# WHAT THE TASK ASKS:
This exercise needs the complete data reproduced exactly.
***** RECORDS TO USE *****
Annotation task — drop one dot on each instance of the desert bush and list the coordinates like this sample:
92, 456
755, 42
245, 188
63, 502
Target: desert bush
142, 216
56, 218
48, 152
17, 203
*****
# ANSWER TO THIS TASK:
Annotation task — drop one dot on each instance of the desert bush and list the coordinates like this sample:
92, 456
755, 42
245, 188
63, 502
Target: desert bush
142, 216
56, 218
48, 152
17, 203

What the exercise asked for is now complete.